== Short problem ==
Every line of the material is to be quoted verbatim, minus the pictures.
* * *
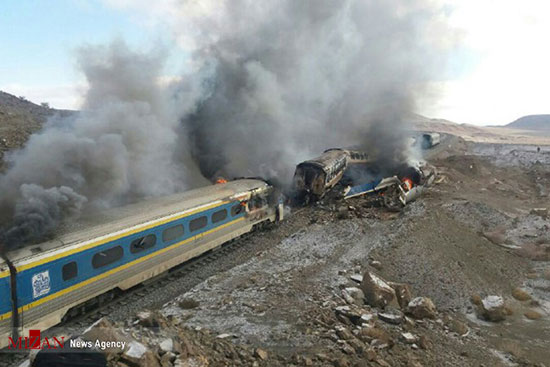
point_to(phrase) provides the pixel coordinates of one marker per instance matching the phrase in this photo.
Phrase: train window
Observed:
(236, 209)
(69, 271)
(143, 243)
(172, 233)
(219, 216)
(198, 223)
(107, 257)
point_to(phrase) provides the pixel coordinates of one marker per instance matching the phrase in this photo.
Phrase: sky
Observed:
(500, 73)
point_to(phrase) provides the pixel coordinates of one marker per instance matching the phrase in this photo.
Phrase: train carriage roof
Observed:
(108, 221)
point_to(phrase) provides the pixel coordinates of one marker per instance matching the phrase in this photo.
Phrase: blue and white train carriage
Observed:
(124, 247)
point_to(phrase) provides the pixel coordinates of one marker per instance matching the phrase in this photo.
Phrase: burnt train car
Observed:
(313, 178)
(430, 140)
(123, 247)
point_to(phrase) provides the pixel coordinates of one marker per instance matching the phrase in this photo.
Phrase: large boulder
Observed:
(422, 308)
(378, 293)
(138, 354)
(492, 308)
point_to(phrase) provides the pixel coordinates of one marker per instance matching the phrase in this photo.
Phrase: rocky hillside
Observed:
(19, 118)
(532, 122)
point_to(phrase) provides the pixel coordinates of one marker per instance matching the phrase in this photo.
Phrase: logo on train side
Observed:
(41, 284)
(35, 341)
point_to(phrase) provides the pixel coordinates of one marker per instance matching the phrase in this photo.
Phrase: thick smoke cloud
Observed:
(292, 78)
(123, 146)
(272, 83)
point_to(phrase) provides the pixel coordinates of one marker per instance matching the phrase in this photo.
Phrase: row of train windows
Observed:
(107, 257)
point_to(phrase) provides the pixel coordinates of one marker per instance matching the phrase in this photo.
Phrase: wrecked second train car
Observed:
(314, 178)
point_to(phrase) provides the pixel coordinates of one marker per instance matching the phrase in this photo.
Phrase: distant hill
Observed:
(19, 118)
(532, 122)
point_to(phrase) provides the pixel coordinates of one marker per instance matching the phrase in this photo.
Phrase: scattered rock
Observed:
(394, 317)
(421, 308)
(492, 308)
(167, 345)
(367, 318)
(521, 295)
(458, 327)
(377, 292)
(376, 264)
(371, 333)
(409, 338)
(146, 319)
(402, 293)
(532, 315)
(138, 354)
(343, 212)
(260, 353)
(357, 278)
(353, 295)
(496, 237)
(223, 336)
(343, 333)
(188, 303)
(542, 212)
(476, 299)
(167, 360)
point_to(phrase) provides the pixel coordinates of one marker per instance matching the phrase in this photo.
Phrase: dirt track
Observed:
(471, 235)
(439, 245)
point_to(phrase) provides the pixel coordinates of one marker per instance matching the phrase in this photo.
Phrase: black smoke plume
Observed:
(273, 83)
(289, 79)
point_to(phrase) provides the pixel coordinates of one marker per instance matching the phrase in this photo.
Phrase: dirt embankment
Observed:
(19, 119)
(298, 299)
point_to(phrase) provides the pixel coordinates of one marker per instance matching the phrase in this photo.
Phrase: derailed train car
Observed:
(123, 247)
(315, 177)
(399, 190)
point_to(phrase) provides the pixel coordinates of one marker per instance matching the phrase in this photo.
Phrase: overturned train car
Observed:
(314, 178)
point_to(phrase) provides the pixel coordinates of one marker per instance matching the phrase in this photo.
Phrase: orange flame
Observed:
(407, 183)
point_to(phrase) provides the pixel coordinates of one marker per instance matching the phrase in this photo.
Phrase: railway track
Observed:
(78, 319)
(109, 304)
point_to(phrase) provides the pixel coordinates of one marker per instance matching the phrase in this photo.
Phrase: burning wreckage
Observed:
* * *
== Solution to this exercise ==
point_to(phrase) provides the pixel coordinates of one marker per instance matching the phrase in this photo.
Phrase: train window
Observed:
(236, 209)
(69, 271)
(143, 243)
(172, 233)
(219, 216)
(198, 223)
(107, 257)
point_to(phrase) provides the pixel coordinates of one marker per instance matching the phrase in this photo.
Phrase: sky
Observed:
(500, 73)
point_to(phrase) provides the pixel coordinates of one marker per instance matching the phrase in this photo.
Phrase: train carriage roof
Observed:
(108, 221)
point_to(phrase) provides the pixel coordinates of one marker per instance matching the phrase in this photo.
Phrase: blue and white train carriage
Observed:
(124, 247)
point_to(phrase) provides the pixel coordinates of one marker per instance matching the phrase in this photo.
Phrase: burnt train car
Observed:
(313, 178)
(430, 140)
(123, 247)
point_to(phrase) provides the pixel coordinates of one marker per instance matching the phrase in this photo.
Phrase: large boulder
Observed:
(422, 308)
(378, 293)
(138, 354)
(492, 308)
point_to(phrase) provides the pixel coordinates of one marker per instance matching the phrase in this photo.
Phrase: rocky hillside
Observed:
(19, 118)
(532, 122)
point_to(phrase) provides the pixel coordinates of one marker per instance matching the phrase in this photo.
Phrase: logo on train side
Observed:
(41, 284)
(35, 341)
point_to(phrase) provides the pixel coordinates of one marker per instance matching the phrase in this photo.
Phrase: thick smoke cloud
Observed:
(292, 78)
(123, 146)
(272, 83)
point_to(phrase) provides the pixel coordinates of one marker per instance matching the phrase in this photo.
Phrase: row of train windows
Observed:
(107, 257)
point_to(phrase) provides the pixel coordinates of one marker per instance matching the phrase in this photo.
Phrase: wrecked second train car
Observed:
(314, 178)
point_to(phrase) provides the pixel coordinates of one marker per instance matching the phrase in this photo.
Phrase: distant hill
Observed:
(19, 118)
(532, 122)
point_to(phrase) provides the pixel coordinates of one marker per instance matching the phrase in this photo.
Phrase: scattered rock
Observed:
(394, 317)
(421, 308)
(492, 308)
(167, 345)
(367, 318)
(521, 295)
(458, 327)
(377, 292)
(376, 264)
(371, 333)
(409, 338)
(146, 319)
(402, 293)
(532, 315)
(138, 354)
(343, 212)
(260, 353)
(357, 278)
(353, 295)
(496, 237)
(223, 336)
(343, 333)
(188, 303)
(542, 212)
(476, 299)
(167, 360)
point_to(phrase) provides the pixel coordinates of one marker per instance matching the phrase in this photo.
Phrase: dirt track
Observed:
(471, 235)
(439, 245)
point_to(phrase) provides the pixel coordinates of one marker per instance matching the phrase in this photo.
Phrase: black smoke plume
Observed:
(273, 83)
(289, 79)
point_to(phrase) provides the pixel coordinates of one marker per instance matching the phrase in this photo.
Phrase: dirt embankment
Observed:
(19, 119)
(298, 299)
point_to(phrase) provides the pixel coordinates of one marker per instance matching the phrase in this photo.
Phrase: derailed train car
Observed:
(123, 247)
(315, 177)
(399, 190)
point_to(phrase) provides the pixel coordinates of one marker per instance matching the phrase in this photo.
Phrase: overturned train car
Observed:
(314, 178)
point_to(phrase) provides the pixel coordinates of one marker per instance matching the phrase in this photo.
Phrase: orange flame
Observed:
(407, 183)
point_to(phrase) provides the pixel coordinates of one marker per instance matching the phrase in this photo.
Phrase: railway track
Observed:
(78, 319)
(109, 304)
point_to(phrase) provides the pixel coordinates of one marker per instance matching the phrase in this photo.
Phrase: burning wreckage
Observed:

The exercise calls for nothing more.